D'après la critique de roman ci-dessous, quelle est l'activité du père ?

* **Texte fourni**:
--------------------------------------------------
Chez eux, il y a quatre chambres. Celle du frère, la sienne, celle des parents. Et celle des cadavres. Le père est chasseur de gros gibier. Un prédateur en puissance. La mère est transparente, amibe craintive, soumise à ses humeurs.
Avec son frère, Gilles, elle tente de déjouer ce quotidien saumâtre. Ils jouent dans les carcasses des voitures de la casse en attendant la petite musique qui annoncera l’arrivée du marchand de glaces. Mais un jour, un violent accident vient faire bégayer le présent. Et rien ne sera plus jamais comme avant.
Pour une raison qui m’échappe, j’ai entendu certains comparer ici ou là Adeline Dieudonné à Amélie Nothomb. Je souhaite à la nouvelle venue la même longévité, le même succès et la même renommée, mais à part ça, le rapport entre les deux est assez mince. Bon, si, Adeline Dieudonné est belge. Ça fait un bon point commun, surtout si l’on se plaît à considérer qu’il se trouve souvent chez nos voisins un gène de la folie artistique et de la créativité débridée plutôt réjouissant. Nothomb en dispose, c’est acquis ; Adeline Dieudonné en semble également bien pourvue, et tant mieux.
Cela dit, il y a du caractère dans le premier roman de la jeune romancière belge, comme il y en avait dans Hygiène de l’assassin, le premier opus de Mme Nothomb – et on arrête là avec cette comparaison, parce qu’il n’y a vraiment pas matière. Là où Dame Amélie brille le plus souvent par une débauche de dialogues brillantissimes, Adeline Dieudonné privilégie la vie intérieure de son héroïne narratrice. Signalons au passage qu’elle lui a trouvé une voix forte et authentique, et qu’elle évite ainsi le piège de la fausse naïveté littéraire qui saborde nombre de romans donnant la parole à des enfants. (Oui, parce que les enfants sont tous niais et demeurés, c’est bien connu.)
Bon, j’avoue tout de même que j’ai eu un peu peur, au début. Pendant les trente premières pages, à peu près. Parce que, justement, il y avait cette gentillesse, cette mignardise, censées incarner l’esprit d’une gosse de dix ans. Ouais ! C’est pour mieux te surprendre, mon enfant. Et quand surgit le point de bascule, le déclencheur de toute l’histoire, on se le prend – littéralement – dans la tronche. Quel choc !
--------------------------------------------------
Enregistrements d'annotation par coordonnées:
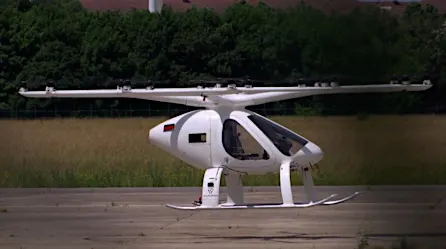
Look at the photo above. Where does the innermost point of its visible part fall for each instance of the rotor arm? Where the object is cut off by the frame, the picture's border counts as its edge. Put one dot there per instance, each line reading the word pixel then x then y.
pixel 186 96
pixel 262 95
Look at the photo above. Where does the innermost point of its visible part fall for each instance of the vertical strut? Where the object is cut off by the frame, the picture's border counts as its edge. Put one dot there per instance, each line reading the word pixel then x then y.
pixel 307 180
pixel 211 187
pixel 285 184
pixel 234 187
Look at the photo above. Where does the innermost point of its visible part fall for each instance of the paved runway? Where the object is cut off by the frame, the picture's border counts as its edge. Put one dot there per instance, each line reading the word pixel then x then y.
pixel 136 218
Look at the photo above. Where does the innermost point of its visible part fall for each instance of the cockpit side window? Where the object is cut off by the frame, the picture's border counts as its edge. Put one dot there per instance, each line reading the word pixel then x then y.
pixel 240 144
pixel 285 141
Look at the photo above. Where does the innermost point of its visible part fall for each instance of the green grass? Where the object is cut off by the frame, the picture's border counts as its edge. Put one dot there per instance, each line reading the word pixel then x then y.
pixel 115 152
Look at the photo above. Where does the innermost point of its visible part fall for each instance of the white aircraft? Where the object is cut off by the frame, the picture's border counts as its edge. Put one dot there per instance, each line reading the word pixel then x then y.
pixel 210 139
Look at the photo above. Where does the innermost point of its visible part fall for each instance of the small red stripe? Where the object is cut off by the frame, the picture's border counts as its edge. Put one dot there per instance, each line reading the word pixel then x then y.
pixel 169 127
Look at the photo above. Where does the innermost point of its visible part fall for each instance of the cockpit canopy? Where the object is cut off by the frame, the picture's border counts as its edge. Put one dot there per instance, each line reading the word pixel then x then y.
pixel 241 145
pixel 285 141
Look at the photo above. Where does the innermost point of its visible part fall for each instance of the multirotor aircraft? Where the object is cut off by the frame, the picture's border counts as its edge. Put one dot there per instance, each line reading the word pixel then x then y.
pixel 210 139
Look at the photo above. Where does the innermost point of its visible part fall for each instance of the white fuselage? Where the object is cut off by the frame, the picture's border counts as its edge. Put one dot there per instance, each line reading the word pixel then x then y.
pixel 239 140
--------------------------------------------------
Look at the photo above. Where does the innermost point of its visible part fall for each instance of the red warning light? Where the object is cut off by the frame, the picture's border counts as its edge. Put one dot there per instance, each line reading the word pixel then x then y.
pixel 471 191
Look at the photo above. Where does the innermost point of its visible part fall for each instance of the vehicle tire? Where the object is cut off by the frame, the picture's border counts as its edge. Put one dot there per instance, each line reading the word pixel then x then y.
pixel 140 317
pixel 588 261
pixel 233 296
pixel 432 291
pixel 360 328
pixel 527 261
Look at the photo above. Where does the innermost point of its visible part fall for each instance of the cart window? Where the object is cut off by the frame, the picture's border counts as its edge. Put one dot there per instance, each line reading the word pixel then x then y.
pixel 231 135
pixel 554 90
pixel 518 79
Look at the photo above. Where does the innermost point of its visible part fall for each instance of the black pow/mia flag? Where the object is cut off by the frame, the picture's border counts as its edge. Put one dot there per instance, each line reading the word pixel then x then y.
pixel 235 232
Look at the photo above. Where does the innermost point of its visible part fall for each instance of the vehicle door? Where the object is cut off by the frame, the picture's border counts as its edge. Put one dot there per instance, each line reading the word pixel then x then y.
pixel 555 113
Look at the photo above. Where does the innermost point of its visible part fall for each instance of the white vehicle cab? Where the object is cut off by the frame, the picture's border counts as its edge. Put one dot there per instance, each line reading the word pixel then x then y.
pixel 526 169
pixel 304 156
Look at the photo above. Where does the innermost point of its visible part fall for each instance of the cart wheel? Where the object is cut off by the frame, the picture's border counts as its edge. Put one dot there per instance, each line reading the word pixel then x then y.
--------------------------------------------------
* **Réponse**: Il est chasseur de gros gibier.